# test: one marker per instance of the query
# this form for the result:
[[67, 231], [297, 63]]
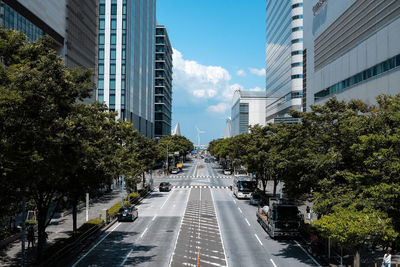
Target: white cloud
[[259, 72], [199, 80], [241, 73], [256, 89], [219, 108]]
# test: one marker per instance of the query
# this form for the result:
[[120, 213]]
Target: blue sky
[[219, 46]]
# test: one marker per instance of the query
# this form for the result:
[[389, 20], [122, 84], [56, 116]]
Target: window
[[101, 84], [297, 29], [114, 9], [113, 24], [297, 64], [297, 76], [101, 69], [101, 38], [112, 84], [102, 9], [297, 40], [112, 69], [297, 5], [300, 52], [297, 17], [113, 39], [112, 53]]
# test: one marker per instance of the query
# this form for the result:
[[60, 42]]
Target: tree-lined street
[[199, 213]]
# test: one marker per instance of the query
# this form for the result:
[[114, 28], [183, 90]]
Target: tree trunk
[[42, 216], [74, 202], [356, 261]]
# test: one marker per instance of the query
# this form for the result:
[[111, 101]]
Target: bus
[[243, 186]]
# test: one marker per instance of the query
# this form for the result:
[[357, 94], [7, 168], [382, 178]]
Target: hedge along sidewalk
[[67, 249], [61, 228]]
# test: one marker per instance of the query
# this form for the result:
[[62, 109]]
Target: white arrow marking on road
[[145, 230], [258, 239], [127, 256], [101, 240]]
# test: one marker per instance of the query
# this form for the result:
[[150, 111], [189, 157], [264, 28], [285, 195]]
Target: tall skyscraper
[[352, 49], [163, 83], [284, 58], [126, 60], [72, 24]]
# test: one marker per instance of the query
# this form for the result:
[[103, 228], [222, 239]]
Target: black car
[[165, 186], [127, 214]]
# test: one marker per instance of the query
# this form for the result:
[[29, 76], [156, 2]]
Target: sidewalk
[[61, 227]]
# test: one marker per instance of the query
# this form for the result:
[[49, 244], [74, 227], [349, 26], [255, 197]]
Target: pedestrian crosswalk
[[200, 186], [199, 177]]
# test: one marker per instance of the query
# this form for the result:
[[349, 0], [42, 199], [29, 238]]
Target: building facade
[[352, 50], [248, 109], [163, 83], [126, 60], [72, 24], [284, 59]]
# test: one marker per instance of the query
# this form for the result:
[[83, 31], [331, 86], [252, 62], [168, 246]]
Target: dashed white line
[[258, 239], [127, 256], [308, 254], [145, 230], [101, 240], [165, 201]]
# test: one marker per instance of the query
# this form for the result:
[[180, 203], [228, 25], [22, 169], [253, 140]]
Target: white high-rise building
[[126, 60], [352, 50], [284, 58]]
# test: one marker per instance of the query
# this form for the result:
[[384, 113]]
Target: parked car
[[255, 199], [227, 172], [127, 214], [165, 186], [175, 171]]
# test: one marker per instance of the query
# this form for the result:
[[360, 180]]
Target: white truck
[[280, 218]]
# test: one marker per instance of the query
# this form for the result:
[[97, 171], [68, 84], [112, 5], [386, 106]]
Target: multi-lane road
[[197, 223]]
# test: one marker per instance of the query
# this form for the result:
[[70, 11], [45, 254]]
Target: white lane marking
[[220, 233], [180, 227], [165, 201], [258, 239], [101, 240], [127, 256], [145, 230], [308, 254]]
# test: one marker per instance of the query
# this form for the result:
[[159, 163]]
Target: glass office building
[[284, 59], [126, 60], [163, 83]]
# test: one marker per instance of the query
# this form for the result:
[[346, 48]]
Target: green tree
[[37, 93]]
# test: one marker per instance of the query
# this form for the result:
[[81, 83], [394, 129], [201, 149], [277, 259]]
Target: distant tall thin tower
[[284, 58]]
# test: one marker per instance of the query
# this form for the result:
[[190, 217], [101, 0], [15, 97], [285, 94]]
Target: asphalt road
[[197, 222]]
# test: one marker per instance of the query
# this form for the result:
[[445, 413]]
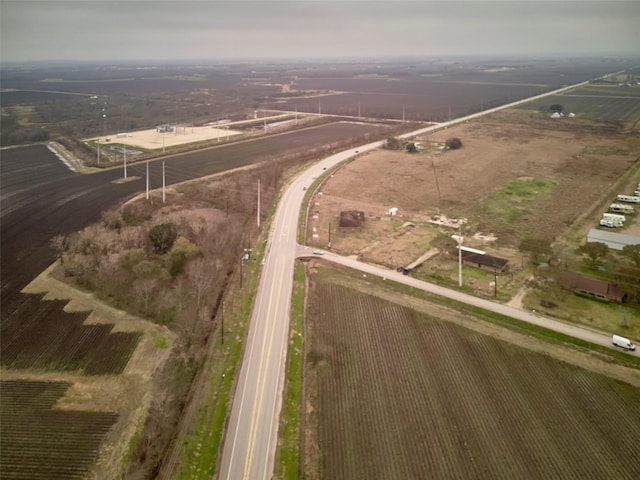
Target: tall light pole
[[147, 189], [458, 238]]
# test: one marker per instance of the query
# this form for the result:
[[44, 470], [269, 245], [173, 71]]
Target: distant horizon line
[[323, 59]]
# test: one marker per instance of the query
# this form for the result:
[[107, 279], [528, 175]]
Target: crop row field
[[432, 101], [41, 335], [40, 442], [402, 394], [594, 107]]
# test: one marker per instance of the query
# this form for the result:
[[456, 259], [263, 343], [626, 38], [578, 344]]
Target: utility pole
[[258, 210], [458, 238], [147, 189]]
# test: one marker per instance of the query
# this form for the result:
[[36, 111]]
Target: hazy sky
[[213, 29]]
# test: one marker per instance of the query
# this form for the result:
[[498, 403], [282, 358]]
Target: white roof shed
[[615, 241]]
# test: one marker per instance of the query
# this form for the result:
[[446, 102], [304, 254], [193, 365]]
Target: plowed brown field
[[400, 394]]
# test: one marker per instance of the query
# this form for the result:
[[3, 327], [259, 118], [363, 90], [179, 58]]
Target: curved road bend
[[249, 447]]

=======

== Exercise details ==
All of the data above should be quoted exactly, except for the pictures.

== Output of the task ==
# test: one marker per instance of the query
# this form for the result:
[[67, 231], [297, 63]]
Target: white cloud
[[259, 72], [199, 80], [241, 73], [256, 89], [219, 108]]
# test: one marker per instance of the query
# this form for the result:
[[120, 213]]
Target: blue sky
[[219, 46]]
# test: one marker per instance of the query
# this form for the result:
[[389, 20], [122, 84], [56, 116]]
Target: window
[[101, 84], [297, 29], [114, 9], [113, 24], [297, 64], [297, 76], [101, 69], [101, 38], [112, 84], [102, 9], [297, 40], [112, 69], [297, 5], [300, 52], [297, 17], [113, 39], [112, 53]]
# test: one marker per instance of the query
# this form for the result:
[[60, 42]]
Target: tree-lined street
[[199, 213]]
# test: one marker per instance of the query
# this form for the result:
[[114, 28], [183, 90]]
Target: tree trunk
[[42, 216], [74, 202], [356, 261]]
# test: one marker per instance of the query
# this form for the result:
[[111, 101]]
Target: bus
[[243, 186]]
# test: one marker per instance of the query
# this form for the result:
[[357, 94], [7, 168], [382, 178]]
Target: hedge along sidewalk
[[67, 249], [61, 228]]
# test: one marker per instance of the query
# this form for the result:
[[62, 109]]
Target: white arrow marking on road
[[145, 230], [258, 239], [127, 256], [101, 240]]
# test: one marker per instance of the query
# this form for the result:
[[150, 111], [189, 157], [264, 28], [285, 195]]
Target: tall skyscraper
[[352, 49], [163, 83], [284, 58], [126, 60], [72, 24]]
# test: one marker per instance of the query
# this form for the result:
[[103, 228], [222, 239]]
Target: black car
[[165, 186], [127, 214]]
# test: one marker per instance of the query
# this form for the result:
[[29, 76], [156, 2]]
Target: sidewalk
[[61, 227]]
# test: one marker per instance of the query
# this form for the result:
[[49, 244], [74, 227], [349, 26], [255, 197]]
Target: pedestrian crosswalk
[[200, 186], [199, 177]]
# test: one marker per instance of the query
# this form for the result:
[[349, 0], [42, 199], [29, 238]]
Target: building facade
[[352, 50], [248, 109], [163, 83], [126, 60], [72, 24], [284, 59]]
# test: one marker per instance of the query
# this form for the result:
[[83, 31], [331, 86], [252, 62], [168, 246]]
Target: dashed white line
[[258, 239], [127, 256], [308, 254], [145, 230], [101, 240], [165, 201]]
# test: one marker per instance of the query
# this form for the result:
[[180, 203], [228, 25], [22, 169], [253, 140]]
Target: white high-rise building
[[126, 60], [352, 50], [284, 58]]
# test: one marker per instance of the query
# this form for the result:
[[384, 113]]
Target: parked car
[[255, 199], [227, 172], [127, 214], [165, 186], [175, 171]]
# test: one marker per instance of the query
# this form for the result:
[[360, 180]]
Target: white truck
[[280, 218]]
# test: one marker per instance of the query
# this form for the result:
[[97, 171], [68, 84], [112, 5], [386, 106]]
Target: multi-lane road
[[197, 223]]
# test: one marker per instance of the query
# this form for the result:
[[70, 11], [45, 254]]
Target: white lane marking
[[220, 233], [180, 227], [165, 201], [258, 239], [101, 240], [127, 256], [145, 230], [308, 254]]
# test: one marker per instance of the query
# this form for the result:
[[159, 163]]
Target: glass office building
[[284, 59], [126, 60], [163, 83]]
# test: one marker per instance of the query
# this form for the result:
[[346, 48]]
Target: green tree
[[37, 93]]
# test: one marker per instance of the query
# this form for the result:
[[81, 83], [394, 129], [201, 149], [277, 259]]
Target: distant tall thin tower
[[284, 58]]
# test: one marker per instance of the query
# this form for the result:
[[190, 217], [101, 0], [15, 97], [285, 94]]
Target: asphalt road
[[197, 222]]
# test: one marker per instance of the query
# this form for the result:
[[445, 413]]
Target: tall light pole
[[147, 189], [458, 238]]
# test: one marker per instance of the query
# this form for the result:
[[44, 470], [269, 245], [173, 71]]
Target: distant horizon line
[[323, 59]]
# test: one marker per instance of the query
# this form for the result:
[[107, 279], [528, 175]]
Target: crop row field
[[432, 101], [41, 335], [40, 442], [402, 394], [594, 107]]
# test: one marker per instance of the query
# this form for the result:
[[456, 259], [263, 343], [626, 38], [578, 344]]
Target: utility pole
[[258, 210], [458, 238], [147, 189]]
# test: one marker per instance of the query
# this form for the result:
[[36, 111]]
Target: hazy sky
[[213, 29]]
# test: one marker per instance of the query
# this form for the result:
[[498, 403], [282, 358]]
Target: white roof shed
[[615, 241]]
# test: one marker per instance of the query
# this form for the result:
[[446, 102], [304, 254], [193, 365]]
Target: plowed brown field
[[400, 394]]
# test: one marker per instance of the query
# this form for the result:
[[3, 327], [259, 118], [363, 90], [179, 58]]
Target: curved road bend
[[249, 447]]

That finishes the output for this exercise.